= Beginning of Section =

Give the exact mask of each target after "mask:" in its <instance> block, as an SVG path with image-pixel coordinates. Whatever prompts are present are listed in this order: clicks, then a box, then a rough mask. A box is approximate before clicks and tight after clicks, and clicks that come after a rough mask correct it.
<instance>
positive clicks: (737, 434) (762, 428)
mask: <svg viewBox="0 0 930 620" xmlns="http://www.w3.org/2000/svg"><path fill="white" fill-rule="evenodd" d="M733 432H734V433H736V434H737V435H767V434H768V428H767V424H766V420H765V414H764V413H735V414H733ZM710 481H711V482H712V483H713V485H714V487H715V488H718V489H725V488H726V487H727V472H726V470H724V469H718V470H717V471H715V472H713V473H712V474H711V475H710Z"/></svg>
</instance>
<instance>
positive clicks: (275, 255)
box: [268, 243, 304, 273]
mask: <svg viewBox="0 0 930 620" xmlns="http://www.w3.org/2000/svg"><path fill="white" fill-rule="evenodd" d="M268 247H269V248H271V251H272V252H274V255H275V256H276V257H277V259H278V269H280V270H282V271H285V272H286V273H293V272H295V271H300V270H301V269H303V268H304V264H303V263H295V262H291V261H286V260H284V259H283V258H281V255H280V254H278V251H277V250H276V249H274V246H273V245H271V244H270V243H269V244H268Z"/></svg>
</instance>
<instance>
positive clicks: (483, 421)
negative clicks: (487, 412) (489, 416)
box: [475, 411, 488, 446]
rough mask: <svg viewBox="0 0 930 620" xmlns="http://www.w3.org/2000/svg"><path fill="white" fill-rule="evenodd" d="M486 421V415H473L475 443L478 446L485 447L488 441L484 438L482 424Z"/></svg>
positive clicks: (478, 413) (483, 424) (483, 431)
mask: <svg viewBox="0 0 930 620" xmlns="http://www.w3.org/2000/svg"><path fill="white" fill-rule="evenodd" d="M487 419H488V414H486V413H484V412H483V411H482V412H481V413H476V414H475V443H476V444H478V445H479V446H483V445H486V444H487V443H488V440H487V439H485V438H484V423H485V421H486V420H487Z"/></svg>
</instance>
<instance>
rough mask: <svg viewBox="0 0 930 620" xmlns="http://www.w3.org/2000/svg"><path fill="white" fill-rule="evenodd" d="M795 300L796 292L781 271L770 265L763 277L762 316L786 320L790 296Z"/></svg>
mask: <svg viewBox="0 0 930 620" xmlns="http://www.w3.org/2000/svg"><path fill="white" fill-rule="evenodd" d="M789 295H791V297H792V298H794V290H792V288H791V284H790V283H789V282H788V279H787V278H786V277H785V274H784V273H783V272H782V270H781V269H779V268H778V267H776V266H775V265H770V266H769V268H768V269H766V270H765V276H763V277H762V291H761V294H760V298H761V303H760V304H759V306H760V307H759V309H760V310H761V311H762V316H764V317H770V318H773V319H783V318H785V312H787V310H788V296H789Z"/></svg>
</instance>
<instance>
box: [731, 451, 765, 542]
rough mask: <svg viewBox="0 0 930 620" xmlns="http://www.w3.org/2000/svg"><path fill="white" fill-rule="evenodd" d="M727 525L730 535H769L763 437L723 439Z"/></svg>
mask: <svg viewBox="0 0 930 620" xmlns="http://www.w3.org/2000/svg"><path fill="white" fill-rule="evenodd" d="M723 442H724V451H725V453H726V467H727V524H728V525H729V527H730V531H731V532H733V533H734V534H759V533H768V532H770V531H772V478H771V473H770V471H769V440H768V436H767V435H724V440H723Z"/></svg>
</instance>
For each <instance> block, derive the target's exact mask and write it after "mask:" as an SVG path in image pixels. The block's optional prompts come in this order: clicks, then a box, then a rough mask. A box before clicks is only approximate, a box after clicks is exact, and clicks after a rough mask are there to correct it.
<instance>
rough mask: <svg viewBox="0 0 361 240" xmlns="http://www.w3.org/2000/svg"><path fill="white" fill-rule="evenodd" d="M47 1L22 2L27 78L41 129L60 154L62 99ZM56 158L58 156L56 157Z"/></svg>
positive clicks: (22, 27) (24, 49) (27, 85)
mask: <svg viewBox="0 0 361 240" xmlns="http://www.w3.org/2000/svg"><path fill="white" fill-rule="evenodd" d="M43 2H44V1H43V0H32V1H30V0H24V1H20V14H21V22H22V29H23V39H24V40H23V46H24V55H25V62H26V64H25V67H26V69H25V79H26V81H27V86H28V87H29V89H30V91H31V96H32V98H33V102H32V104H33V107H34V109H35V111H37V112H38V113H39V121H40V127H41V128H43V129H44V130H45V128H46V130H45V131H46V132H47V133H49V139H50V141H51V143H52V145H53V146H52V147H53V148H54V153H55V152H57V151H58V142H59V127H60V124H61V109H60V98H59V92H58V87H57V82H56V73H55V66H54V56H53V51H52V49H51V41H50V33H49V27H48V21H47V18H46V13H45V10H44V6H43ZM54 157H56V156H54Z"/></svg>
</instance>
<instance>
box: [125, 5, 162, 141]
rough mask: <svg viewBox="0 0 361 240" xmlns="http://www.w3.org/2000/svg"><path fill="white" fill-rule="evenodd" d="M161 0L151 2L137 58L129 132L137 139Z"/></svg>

= End of Section =

Problem description —
Each record above is to be written out again exactly.

Result below —
Give the exact mask of each target after "mask:" in its <instance> block, as an SVG path with image-pixel coordinates. Whatever prompts are present are listed in this order: clicks, then a box, then a rough mask. A box is approximate before clicks and tight after clicks, and clicks that come after a rough mask correct it.
<instance>
positive clicks: (737, 434) (762, 428)
mask: <svg viewBox="0 0 930 620" xmlns="http://www.w3.org/2000/svg"><path fill="white" fill-rule="evenodd" d="M733 432H734V433H736V434H737V435H767V434H768V428H767V424H766V420H765V414H764V413H735V414H733ZM710 481H711V482H712V483H713V485H714V487H715V488H718V489H725V488H726V487H727V472H726V470H724V469H718V470H717V471H715V472H713V473H712V474H711V475H710Z"/></svg>
</instance>
<instance>
positive clicks: (275, 255)
box: [268, 243, 304, 273]
mask: <svg viewBox="0 0 930 620" xmlns="http://www.w3.org/2000/svg"><path fill="white" fill-rule="evenodd" d="M268 247H269V248H271V251H272V252H274V255H275V256H276V257H277V259H278V269H280V270H282V271H285V272H286V273H293V272H295V271H300V270H301V269H303V268H304V264H303V263H295V262H291V261H286V260H284V259H283V258H281V255H280V254H278V251H277V250H276V249H274V246H273V245H271V244H270V243H269V244H268Z"/></svg>
</instance>
<instance>
positive clicks: (483, 421)
negative clicks: (487, 412) (489, 416)
box: [475, 411, 488, 446]
rough mask: <svg viewBox="0 0 930 620" xmlns="http://www.w3.org/2000/svg"><path fill="white" fill-rule="evenodd" d="M486 421V415H473L475 443L478 446L485 447L488 441L484 438L482 424Z"/></svg>
positive clicks: (478, 413) (483, 424) (483, 431)
mask: <svg viewBox="0 0 930 620" xmlns="http://www.w3.org/2000/svg"><path fill="white" fill-rule="evenodd" d="M487 419H488V414H486V413H484V412H483V411H482V412H481V413H476V414H475V443H476V444H478V445H479V446H483V445H486V444H487V443H488V440H487V439H485V438H484V423H485V421H486V420H487Z"/></svg>
</instance>
<instance>
rough mask: <svg viewBox="0 0 930 620" xmlns="http://www.w3.org/2000/svg"><path fill="white" fill-rule="evenodd" d="M795 300L796 292L781 271L770 265L763 277L762 316L786 320L790 296Z"/></svg>
mask: <svg viewBox="0 0 930 620" xmlns="http://www.w3.org/2000/svg"><path fill="white" fill-rule="evenodd" d="M789 295H791V297H792V298H794V290H792V288H791V284H790V283H789V282H788V279H787V278H786V277H785V274H784V273H783V272H782V270H781V269H779V268H778V267H776V266H775V265H770V266H769V268H768V269H766V270H765V276H763V277H762V291H761V294H760V298H761V303H760V304H759V306H760V307H759V309H760V310H761V311H762V316H764V317H770V318H773V319H783V318H785V312H787V310H788V296H789Z"/></svg>
</instance>
<instance>
box: [731, 451, 765, 542]
rough mask: <svg viewBox="0 0 930 620" xmlns="http://www.w3.org/2000/svg"><path fill="white" fill-rule="evenodd" d="M727 525L730 535H769L763 437L723 439Z"/></svg>
mask: <svg viewBox="0 0 930 620" xmlns="http://www.w3.org/2000/svg"><path fill="white" fill-rule="evenodd" d="M723 442H724V451H725V453H726V467H727V524H728V525H729V527H730V531H731V532H733V533H734V534H759V533H768V532H770V531H772V478H771V473H770V471H769V440H768V436H767V435H724V440H723Z"/></svg>
</instance>
For each <instance> block, derive the target's exact mask and write it after "mask:" as an SVG path in image pixels. The block's optional prompts come in this order: clicks, then a box, then a rough mask. A box before clicks is only approximate, a box after clicks is exact, and clicks after a rough mask are there to correct it.
<instance>
rough mask: <svg viewBox="0 0 361 240" xmlns="http://www.w3.org/2000/svg"><path fill="white" fill-rule="evenodd" d="M47 1L22 2L27 78L41 129L60 154L62 99ZM56 158L58 156L56 157Z"/></svg>
positive clicks: (22, 27) (24, 49) (27, 85)
mask: <svg viewBox="0 0 361 240" xmlns="http://www.w3.org/2000/svg"><path fill="white" fill-rule="evenodd" d="M43 2H44V1H43V0H32V1H30V0H24V1H20V14H21V22H22V29H23V39H24V40H23V46H24V55H25V62H26V64H25V67H26V69H25V79H26V81H27V86H28V87H29V89H30V91H31V96H32V98H33V102H32V104H33V107H34V109H35V111H37V112H38V113H39V121H40V127H41V128H43V129H44V130H45V128H46V130H45V131H46V132H47V133H49V139H50V141H51V143H52V145H53V146H52V147H53V148H54V153H55V152H57V151H58V142H59V127H60V124H61V109H60V98H59V92H58V87H57V82H56V73H55V66H54V56H53V51H52V49H51V41H50V33H49V27H48V21H47V18H46V13H45V10H44V6H43ZM54 157H56V156H54Z"/></svg>
</instance>
<instance>
box: [125, 5, 162, 141]
rough mask: <svg viewBox="0 0 361 240" xmlns="http://www.w3.org/2000/svg"><path fill="white" fill-rule="evenodd" d="M161 0L151 2L137 58L129 132L137 139Z"/></svg>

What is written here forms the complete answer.